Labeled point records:
━━━━━━━━━━━━━━━━
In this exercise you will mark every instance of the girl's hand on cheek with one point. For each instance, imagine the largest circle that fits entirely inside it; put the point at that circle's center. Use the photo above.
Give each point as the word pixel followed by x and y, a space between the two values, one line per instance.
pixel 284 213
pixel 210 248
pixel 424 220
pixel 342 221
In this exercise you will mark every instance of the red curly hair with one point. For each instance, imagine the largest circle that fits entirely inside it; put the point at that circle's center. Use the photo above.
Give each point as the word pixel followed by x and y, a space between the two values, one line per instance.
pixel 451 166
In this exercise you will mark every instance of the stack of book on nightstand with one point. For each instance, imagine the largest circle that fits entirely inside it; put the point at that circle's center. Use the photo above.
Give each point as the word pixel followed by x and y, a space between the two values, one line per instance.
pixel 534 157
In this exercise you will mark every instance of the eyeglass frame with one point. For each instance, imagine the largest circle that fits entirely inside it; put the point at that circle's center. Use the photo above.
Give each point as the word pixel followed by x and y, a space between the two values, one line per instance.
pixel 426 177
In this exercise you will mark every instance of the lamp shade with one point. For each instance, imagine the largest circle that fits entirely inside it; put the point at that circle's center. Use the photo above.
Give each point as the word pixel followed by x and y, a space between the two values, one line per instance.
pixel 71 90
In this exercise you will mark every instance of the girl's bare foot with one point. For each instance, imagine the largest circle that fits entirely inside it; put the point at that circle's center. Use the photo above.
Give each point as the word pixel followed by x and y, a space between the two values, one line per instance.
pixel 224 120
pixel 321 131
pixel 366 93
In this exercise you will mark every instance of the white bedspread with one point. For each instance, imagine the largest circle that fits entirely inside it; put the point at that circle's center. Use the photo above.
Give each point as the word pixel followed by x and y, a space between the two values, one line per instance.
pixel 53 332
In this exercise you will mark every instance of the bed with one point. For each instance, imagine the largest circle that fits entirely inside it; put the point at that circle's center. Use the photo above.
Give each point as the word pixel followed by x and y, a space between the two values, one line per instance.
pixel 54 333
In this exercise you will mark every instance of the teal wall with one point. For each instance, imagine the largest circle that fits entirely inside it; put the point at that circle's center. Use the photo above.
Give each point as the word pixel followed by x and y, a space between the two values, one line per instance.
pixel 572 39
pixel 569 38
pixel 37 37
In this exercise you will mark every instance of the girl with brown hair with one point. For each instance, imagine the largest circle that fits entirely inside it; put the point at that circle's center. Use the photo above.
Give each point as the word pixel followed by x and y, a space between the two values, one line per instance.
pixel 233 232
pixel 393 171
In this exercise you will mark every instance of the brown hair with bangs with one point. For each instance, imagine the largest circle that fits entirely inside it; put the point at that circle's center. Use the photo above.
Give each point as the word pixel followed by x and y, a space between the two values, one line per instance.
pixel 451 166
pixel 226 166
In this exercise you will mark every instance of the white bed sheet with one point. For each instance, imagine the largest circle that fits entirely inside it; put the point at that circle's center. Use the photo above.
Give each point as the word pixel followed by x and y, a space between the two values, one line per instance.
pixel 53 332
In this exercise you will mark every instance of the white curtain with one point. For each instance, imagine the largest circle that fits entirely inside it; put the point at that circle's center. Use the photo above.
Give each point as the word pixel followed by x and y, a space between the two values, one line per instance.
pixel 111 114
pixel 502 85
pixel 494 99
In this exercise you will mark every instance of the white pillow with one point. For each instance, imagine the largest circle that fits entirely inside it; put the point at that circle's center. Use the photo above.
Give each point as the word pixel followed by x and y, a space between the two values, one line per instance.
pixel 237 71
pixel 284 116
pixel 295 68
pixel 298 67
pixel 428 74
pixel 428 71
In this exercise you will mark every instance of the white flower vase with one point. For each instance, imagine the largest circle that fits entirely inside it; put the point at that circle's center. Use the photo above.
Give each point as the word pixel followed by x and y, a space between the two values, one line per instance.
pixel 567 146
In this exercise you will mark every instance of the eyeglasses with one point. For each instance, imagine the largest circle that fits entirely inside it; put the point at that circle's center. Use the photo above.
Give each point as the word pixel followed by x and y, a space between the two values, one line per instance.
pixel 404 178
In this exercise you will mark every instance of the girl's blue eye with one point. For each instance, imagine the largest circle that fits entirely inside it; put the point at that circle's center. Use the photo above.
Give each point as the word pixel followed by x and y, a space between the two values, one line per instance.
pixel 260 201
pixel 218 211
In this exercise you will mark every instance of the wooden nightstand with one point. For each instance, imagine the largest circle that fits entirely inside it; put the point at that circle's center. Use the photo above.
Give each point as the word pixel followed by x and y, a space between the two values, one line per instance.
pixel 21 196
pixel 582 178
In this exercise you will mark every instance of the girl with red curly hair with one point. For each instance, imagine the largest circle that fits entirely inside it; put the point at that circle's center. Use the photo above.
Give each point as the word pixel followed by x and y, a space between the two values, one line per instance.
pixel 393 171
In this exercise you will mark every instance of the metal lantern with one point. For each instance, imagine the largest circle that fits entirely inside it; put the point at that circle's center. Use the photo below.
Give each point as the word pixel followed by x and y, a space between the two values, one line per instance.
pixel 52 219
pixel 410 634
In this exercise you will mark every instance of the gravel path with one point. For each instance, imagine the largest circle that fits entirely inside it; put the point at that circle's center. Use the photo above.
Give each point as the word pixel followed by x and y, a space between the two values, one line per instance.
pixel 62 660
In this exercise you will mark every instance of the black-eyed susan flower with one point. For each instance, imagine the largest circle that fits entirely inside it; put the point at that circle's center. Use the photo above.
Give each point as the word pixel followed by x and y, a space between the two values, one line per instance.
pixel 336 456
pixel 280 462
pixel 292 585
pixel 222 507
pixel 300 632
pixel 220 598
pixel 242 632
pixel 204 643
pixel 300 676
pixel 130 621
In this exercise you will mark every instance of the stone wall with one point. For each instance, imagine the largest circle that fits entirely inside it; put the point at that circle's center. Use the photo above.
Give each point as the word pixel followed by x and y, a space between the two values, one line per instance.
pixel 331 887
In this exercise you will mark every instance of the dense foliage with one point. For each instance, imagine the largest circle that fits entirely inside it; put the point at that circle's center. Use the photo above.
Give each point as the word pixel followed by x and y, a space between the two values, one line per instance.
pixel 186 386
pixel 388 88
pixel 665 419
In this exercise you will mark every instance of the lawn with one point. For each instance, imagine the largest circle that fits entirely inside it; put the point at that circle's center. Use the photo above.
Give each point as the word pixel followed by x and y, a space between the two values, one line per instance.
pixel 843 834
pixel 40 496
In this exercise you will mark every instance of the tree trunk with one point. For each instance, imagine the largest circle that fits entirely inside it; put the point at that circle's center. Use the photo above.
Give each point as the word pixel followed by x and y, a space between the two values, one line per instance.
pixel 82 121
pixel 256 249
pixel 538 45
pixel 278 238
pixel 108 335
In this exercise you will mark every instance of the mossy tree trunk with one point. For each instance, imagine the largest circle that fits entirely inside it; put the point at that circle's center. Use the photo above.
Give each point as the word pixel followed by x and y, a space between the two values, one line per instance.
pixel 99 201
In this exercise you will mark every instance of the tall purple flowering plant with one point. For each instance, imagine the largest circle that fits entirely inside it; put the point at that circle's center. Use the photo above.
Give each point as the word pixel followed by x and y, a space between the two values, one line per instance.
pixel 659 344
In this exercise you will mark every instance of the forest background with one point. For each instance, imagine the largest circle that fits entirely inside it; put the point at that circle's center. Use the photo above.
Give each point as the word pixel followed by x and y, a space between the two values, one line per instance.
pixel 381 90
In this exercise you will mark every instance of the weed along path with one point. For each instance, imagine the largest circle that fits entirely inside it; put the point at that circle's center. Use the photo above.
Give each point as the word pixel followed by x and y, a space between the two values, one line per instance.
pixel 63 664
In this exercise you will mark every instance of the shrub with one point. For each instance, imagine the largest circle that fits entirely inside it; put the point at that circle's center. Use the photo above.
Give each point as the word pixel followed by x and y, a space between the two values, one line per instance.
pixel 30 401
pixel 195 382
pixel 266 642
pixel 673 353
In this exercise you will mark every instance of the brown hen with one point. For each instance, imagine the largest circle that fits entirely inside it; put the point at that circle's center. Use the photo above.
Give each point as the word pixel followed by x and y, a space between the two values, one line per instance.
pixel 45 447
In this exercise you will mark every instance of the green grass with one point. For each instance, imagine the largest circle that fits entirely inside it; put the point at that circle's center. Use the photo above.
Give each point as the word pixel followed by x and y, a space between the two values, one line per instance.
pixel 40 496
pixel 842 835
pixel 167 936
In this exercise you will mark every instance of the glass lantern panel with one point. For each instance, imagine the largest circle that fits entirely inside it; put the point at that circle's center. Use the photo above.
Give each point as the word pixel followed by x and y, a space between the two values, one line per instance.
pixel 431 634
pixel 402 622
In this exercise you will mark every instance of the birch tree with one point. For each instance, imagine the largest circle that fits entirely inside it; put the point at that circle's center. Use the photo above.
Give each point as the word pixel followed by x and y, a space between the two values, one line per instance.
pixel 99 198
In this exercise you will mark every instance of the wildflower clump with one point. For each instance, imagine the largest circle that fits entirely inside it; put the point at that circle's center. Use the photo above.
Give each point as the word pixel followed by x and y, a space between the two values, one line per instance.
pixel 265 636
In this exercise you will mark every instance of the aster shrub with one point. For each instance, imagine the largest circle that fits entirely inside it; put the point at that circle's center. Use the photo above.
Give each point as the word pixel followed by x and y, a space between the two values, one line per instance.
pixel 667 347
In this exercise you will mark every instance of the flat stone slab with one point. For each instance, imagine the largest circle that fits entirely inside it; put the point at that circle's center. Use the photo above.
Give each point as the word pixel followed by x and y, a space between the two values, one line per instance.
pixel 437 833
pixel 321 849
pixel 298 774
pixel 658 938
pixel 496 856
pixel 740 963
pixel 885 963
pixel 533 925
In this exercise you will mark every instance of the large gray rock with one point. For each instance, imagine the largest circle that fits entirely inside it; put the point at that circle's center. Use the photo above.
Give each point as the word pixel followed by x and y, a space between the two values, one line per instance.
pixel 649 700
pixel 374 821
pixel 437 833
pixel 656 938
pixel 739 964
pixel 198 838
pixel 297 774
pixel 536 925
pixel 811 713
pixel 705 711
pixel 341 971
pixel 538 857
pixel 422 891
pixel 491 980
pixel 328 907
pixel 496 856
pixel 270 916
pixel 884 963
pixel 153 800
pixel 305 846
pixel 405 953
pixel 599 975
━━━━━━━━━━━━━━━━
Convert the lines of the data above, starting at the line that contains "In this exercise you will mark every instance of the forest" and ending at the line that contains "pixel 45 447", into a Markdown table with the columns No. and Entry. Give each line its own numbered row and leave out blank lines.

| No. | Entry |
|---|---|
| 1 | In this exercise you will mark every instance of the forest background with one point. For each instance, imagine the largest circle that fits entirely inside it; put the point at that circle's center. Use the photo above. |
| 2 | Give each point as the word pixel followed by x and y, a space between the two values, one line per instance. |
| 3 | pixel 381 90 |
| 4 | In this exercise you will mark every instance of the weed along path with one point. For each instance, imagine the largest circle that fits entirely inside it; put the point at that circle's center. Use the photo above. |
| 5 | Give each point as the word pixel followed by x and y, a space between the two values, one line per instance. |
| 6 | pixel 63 664 |
| 7 | In this exercise you will mark every instance of the shrub with one point. For each instance, imagine the largest circle that fits entirely inside it; put the point at that circle's center. Use the photo above. |
| 8 | Give each point as the word pixel followed by x and y, a space between the two values, one line per instance. |
| 9 | pixel 30 401 |
| 10 | pixel 195 382 |
| 11 | pixel 266 642 |
| 12 | pixel 673 353 |
| 13 | In this exercise you will mark every instance of the brown hen with one point. For each instance, imagine the largest circle that fits entirely inside it; put the point at that circle's center. Use the photo above. |
| 14 | Give each point as the word pixel followed by x and y, a space between the two values, one line per instance. |
| 15 | pixel 45 447 |